Source records
────
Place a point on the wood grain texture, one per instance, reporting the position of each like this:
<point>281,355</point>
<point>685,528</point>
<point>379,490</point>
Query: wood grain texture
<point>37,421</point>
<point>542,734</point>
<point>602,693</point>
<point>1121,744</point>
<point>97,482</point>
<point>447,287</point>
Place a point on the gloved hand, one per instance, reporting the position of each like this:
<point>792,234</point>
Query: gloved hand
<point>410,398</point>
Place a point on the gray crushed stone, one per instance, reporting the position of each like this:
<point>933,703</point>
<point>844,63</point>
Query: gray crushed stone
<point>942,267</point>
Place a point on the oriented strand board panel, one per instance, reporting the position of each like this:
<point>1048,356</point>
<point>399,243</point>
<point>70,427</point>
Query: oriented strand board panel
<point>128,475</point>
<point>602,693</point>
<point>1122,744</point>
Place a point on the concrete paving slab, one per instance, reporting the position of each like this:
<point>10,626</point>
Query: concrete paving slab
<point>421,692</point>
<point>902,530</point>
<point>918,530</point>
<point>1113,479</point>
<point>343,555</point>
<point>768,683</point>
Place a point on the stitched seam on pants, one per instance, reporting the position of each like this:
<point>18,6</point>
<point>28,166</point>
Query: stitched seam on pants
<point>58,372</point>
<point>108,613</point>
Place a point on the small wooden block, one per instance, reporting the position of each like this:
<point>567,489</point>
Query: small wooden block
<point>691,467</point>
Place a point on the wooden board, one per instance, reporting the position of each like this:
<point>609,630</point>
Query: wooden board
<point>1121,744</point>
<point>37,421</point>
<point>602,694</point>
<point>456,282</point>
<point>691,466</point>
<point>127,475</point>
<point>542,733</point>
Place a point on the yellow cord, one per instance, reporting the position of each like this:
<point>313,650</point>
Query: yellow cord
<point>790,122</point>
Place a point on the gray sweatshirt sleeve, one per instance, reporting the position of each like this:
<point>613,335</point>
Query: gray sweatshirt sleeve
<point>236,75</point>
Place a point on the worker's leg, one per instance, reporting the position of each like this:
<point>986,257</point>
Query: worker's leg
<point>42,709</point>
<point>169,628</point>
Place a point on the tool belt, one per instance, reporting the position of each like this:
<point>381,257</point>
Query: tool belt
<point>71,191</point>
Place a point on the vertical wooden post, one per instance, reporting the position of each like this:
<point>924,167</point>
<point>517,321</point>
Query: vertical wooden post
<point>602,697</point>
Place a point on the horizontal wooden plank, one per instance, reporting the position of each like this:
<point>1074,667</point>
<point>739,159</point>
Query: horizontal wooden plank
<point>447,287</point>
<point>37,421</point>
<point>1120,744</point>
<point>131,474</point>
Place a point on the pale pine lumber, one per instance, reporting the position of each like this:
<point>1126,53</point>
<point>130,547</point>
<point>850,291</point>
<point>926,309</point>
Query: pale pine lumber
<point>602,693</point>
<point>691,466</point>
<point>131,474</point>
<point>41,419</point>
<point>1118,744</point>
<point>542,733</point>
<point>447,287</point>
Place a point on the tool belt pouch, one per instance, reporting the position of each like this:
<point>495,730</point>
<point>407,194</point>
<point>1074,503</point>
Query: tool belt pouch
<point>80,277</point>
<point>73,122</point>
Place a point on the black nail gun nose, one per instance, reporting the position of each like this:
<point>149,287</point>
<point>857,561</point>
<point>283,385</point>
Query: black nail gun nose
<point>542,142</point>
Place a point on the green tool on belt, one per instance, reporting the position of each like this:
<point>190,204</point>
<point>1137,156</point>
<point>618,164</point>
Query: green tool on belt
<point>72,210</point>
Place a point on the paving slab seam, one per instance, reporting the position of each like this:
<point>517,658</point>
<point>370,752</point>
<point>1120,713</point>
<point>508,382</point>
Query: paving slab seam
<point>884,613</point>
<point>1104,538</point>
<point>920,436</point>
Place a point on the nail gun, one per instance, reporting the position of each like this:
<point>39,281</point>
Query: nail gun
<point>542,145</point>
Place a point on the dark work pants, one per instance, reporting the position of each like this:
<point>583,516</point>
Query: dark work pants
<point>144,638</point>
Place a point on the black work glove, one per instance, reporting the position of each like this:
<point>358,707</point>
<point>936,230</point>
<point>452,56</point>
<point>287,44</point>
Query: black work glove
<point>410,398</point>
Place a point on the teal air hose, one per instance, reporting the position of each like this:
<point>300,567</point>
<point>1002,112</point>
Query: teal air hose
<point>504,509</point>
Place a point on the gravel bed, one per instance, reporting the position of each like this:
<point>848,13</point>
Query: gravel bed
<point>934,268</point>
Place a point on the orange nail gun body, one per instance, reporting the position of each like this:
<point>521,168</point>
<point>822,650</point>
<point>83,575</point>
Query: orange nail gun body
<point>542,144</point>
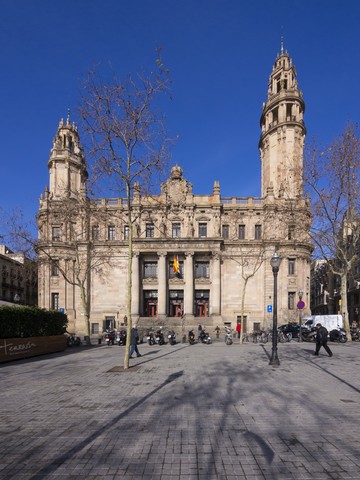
────
What to do: Your task is to quote, without any alteration, the lines running from the top of the records to the line that holds "<point>567,489</point>", both included.

Written reply:
Place a point on the wood grain texture, one per instance, reporting the position of each like this:
<point>281,355</point>
<point>685,528</point>
<point>379,490</point>
Query: wood grain texture
<point>37,421</point>
<point>542,734</point>
<point>602,693</point>
<point>1121,744</point>
<point>97,482</point>
<point>447,287</point>
Place a point on the gloved hand, one per instance, reporting the position of each like this:
<point>792,234</point>
Query: gloved hand
<point>410,398</point>
Place a point on the gray crushed stone, one per instance, reporting the position of each like this:
<point>933,703</point>
<point>844,63</point>
Query: gray crushed stone
<point>942,267</point>
Place a point on the oriented strand board panel, one per instance, reporting the position of each like this:
<point>1048,356</point>
<point>399,243</point>
<point>70,427</point>
Query: oriented strand board panel
<point>128,475</point>
<point>602,693</point>
<point>1122,744</point>
Place a point on the concrete paving slab, one per instance, reporting the position of each like this:
<point>10,626</point>
Query: concrete paving slab
<point>421,692</point>
<point>902,530</point>
<point>918,530</point>
<point>1113,479</point>
<point>343,555</point>
<point>768,683</point>
Place a point on the stitched seam on pants, one per instance, reporting the position of each like this:
<point>18,6</point>
<point>28,166</point>
Query: stitched seam on pants
<point>58,372</point>
<point>108,613</point>
Place a point on the small wooden block, one per instance, reporting the position of each like this:
<point>567,489</point>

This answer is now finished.